» **SELECTED EXTRACT**
--------------------------------
Neither of the mothers could face the prospect of dealing with the authorities in Louisiana. Henry Barrow was driven to Arcadia by his oldest son, Jack, and when he arrived, he walked into a madhouse. He had to fight his way inside the furniture store, but, in spite of everything, he seemed calm and freely talked to the people there while waiting for the officials to finish their work. Buster Parker, sent to pick up his sister’s body, confused the town of Arcadia with Acadia Parish, west of Lafayette, and went to the wrong place.17
A local photographer, and later one from Dallas, began taking a series of photographs— everything from the undraped bodies, to more modest, if no less gruesome, shots with all the dignitaries standing in the background. The local man, King Murphy, did a brisk business. He and his wife developed the pictures themselves, washing the prints in their bathtub, and sold them to all comers—$5 for individuals; $50 for the press.18 Denny Hayes, Dallas photojournalist, took a series of pictures of several Dallas officials with the bodies.19
Bonnie and Clyde at the undertaker’s office in the rear of Conger’s Furniture Store following the ambush. Arcadia, Louisiana, May 23, 1934.
—Courtesy Sandy Jones–The John Dillinger Historical Society
While the embalmers were finishing up and the bodies were prepared for public viewing, newsmen from far and wide converged on the posse members. They did succeed in getting a few posed pictures, but not much information. Frank Hamer, especially, was very circumspect in what he said. Never one to talk much to reporters in the first place, he had to be even more careful now. He and Bob Alcorn had been involved in planning the ambush from the first meeting with Sheriff Henderson Jordan and Methvin family representative John Joyner almost three months ago, but he couldn’t let that be known. Protecting his sources was a serious matter with Hamer, whether they were criminals or not.
--------------------------------
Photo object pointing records
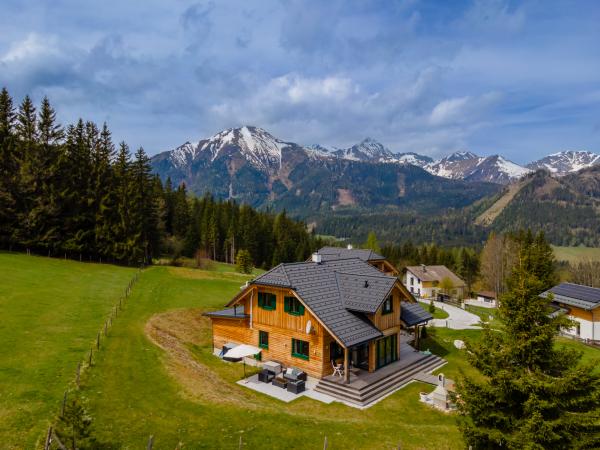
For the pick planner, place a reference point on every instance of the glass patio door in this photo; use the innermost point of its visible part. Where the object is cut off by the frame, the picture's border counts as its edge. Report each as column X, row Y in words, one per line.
column 387, row 350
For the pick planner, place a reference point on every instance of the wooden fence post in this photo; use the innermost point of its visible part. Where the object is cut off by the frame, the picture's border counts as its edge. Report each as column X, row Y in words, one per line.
column 62, row 411
column 48, row 439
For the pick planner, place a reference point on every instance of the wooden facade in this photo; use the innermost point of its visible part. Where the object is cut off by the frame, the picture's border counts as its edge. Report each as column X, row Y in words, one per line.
column 283, row 327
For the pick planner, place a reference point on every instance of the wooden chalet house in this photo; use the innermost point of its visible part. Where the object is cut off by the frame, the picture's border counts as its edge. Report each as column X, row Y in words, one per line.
column 582, row 305
column 331, row 308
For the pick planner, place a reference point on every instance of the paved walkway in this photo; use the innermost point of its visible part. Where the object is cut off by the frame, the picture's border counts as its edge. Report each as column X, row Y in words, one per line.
column 458, row 319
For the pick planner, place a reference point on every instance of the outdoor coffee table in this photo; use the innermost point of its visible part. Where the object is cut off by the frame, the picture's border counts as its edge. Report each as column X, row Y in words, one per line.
column 272, row 366
column 280, row 382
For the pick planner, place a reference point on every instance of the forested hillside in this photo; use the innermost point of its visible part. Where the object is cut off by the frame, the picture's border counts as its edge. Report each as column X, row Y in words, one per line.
column 567, row 209
column 70, row 192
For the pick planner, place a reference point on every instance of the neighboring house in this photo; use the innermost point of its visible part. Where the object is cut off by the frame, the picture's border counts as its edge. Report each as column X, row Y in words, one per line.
column 376, row 260
column 310, row 313
column 487, row 297
column 425, row 281
column 581, row 304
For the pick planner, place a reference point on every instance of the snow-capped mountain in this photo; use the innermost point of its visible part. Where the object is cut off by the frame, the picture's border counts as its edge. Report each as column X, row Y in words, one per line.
column 414, row 159
column 236, row 147
column 468, row 166
column 258, row 147
column 496, row 169
column 252, row 166
column 368, row 150
column 458, row 165
column 565, row 162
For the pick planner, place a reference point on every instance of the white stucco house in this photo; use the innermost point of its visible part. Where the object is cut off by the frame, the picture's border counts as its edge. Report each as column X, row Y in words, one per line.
column 425, row 281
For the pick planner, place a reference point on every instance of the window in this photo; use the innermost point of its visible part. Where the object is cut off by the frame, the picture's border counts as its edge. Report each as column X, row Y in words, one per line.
column 292, row 305
column 299, row 349
column 388, row 305
column 263, row 339
column 267, row 301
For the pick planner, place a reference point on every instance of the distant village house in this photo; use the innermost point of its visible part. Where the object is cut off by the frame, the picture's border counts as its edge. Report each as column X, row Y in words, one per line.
column 581, row 304
column 431, row 281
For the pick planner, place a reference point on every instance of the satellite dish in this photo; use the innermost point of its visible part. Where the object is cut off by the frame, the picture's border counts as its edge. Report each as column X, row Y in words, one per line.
column 308, row 327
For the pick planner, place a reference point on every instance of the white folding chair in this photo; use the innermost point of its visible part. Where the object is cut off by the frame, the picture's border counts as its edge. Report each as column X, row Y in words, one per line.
column 337, row 369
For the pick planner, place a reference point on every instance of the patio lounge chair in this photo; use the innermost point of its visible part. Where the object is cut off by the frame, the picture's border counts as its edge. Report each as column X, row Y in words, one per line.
column 293, row 374
column 266, row 376
column 280, row 382
column 296, row 386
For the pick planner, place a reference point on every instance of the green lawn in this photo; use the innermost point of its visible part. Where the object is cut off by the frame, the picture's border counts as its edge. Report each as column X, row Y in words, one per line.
column 438, row 313
column 51, row 311
column 576, row 254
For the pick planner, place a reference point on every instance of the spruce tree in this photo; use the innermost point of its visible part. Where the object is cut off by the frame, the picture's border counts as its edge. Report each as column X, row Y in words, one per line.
column 372, row 243
column 105, row 215
column 532, row 393
column 8, row 169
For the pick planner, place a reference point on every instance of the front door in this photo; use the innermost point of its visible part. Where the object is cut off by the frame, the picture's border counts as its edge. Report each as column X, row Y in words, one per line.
column 359, row 356
column 387, row 350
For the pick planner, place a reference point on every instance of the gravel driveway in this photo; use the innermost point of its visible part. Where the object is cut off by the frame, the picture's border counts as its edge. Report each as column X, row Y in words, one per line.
column 458, row 319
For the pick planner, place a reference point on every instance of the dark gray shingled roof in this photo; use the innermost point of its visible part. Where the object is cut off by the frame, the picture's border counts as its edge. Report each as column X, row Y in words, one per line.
column 575, row 295
column 363, row 292
column 229, row 313
column 414, row 314
column 332, row 253
column 331, row 288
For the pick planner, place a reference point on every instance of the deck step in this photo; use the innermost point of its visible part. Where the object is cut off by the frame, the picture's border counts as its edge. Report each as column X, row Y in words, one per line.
column 370, row 393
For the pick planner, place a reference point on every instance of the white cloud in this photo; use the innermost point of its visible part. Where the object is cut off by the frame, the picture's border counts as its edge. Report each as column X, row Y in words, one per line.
column 461, row 109
column 33, row 46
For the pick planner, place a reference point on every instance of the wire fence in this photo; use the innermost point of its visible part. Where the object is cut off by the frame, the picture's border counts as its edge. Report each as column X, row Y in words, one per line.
column 87, row 362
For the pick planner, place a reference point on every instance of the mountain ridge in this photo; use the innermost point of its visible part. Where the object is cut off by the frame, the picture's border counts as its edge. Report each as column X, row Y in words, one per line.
column 263, row 151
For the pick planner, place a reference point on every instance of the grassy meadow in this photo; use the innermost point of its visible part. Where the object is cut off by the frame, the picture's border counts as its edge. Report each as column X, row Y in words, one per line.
column 51, row 311
column 576, row 254
column 156, row 375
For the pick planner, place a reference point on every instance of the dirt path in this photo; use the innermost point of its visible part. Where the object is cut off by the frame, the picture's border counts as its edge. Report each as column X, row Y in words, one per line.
column 490, row 214
column 174, row 332
column 179, row 331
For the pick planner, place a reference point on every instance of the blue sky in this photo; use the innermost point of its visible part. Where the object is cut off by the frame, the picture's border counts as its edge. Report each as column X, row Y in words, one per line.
--------------------------------
» **WRITTEN PROBLEM 1**
Put the records, from their start through the line containing "column 283, row 327", into a Markdown table with the columns Row and Line, skipping blank lines and leaving out the pictures.
» **WRITTEN PROBLEM 2**
Give what follows in the text about the aftermath of the Bonnie and Clyde ambush, picking up after its final sentence.
The text and the records are unrelated material.

» **EXERCISE ANSWER 1**
| Row | Line |
|---|---|
| 1 | For the pick planner, place a reference point on every instance of the glass patio door in this photo; use the innermost point of its visible part. Where the object is cut off by the frame, the picture's border counts as its edge. Report each as column X, row Y in words, one per line. |
| 2 | column 387, row 350 |
| 3 | For the pick planner, place a reference point on every instance of the wooden fence post in this photo; use the innermost point of its visible part. Where the object is cut off by the frame, the picture's border counts as its edge. Report each as column X, row Y in words, one per line. |
| 4 | column 62, row 411 |
| 5 | column 48, row 439 |
| 6 | For the pick planner, place a reference point on every instance of the wooden facade in this photo; use the innermost point of its visible part. Where the object is cut off by the frame, the picture's border counts as its edge. Report each as column X, row Y in words, one per line. |
| 7 | column 283, row 327 |

» **EXERCISE ANSWER 2**
Also, for different reasons, most of the posse members were troubled about what happened out on that road. Alcorn had known Clyde personally, and Ted Hinton was a friendy acquaintance of Bonnie. Prentis Oakley was never able to get over the fact that he fired early, with no warning, or erase from his mind the picture of Clyde’s head snapping back as his bullet hit. Henderson Jordan felt that the two should have at least been given the chance to surrender. Even Frank Hamer, the consummate professional manhunter, would later say: “As they drove up that day, and I pulled down on Barrow, knowing that some of my rifle bullets were going to snuff out her life along with his . . . I hated to have to shoot her.” 20 Manny Gault never made his feelings known. Also, the posse was not very communicative because all of them were still partially deaf several hours after the shooting.
Once the undertaker finished the embalming, he put the two desperadoes on public display, and the crowd filed by in a continuous line for almost six hours.21 Through it all, Clyde’s father, who had been a perfect gentleman throughout the insanity at Arcadia, was listening. He heard the name “Methvin” mentioned often enough to confirm his own suspicions.22 Clyde had often told his family that he expected to be betrayed by a friend.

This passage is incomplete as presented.